Where a line of the listing below includes the word "exactly", reproduce that line.

◆ The records
************
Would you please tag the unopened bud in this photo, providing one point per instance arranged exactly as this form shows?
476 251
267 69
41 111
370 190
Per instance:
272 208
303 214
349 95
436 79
************
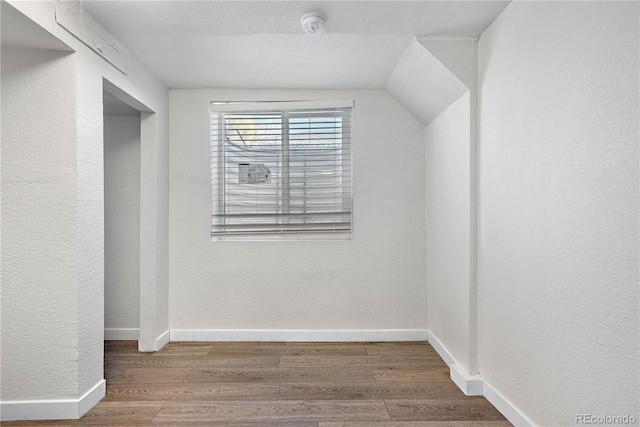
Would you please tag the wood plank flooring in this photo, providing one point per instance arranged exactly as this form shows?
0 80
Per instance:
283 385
************
◆ Completed task
Would you please tag the unopened bud in this photo, providing one point per instance arranged exactly as this form shows?
Would you please tag the wood plank flooring in this photo, providing one point per instance arranged exactly as this form shows?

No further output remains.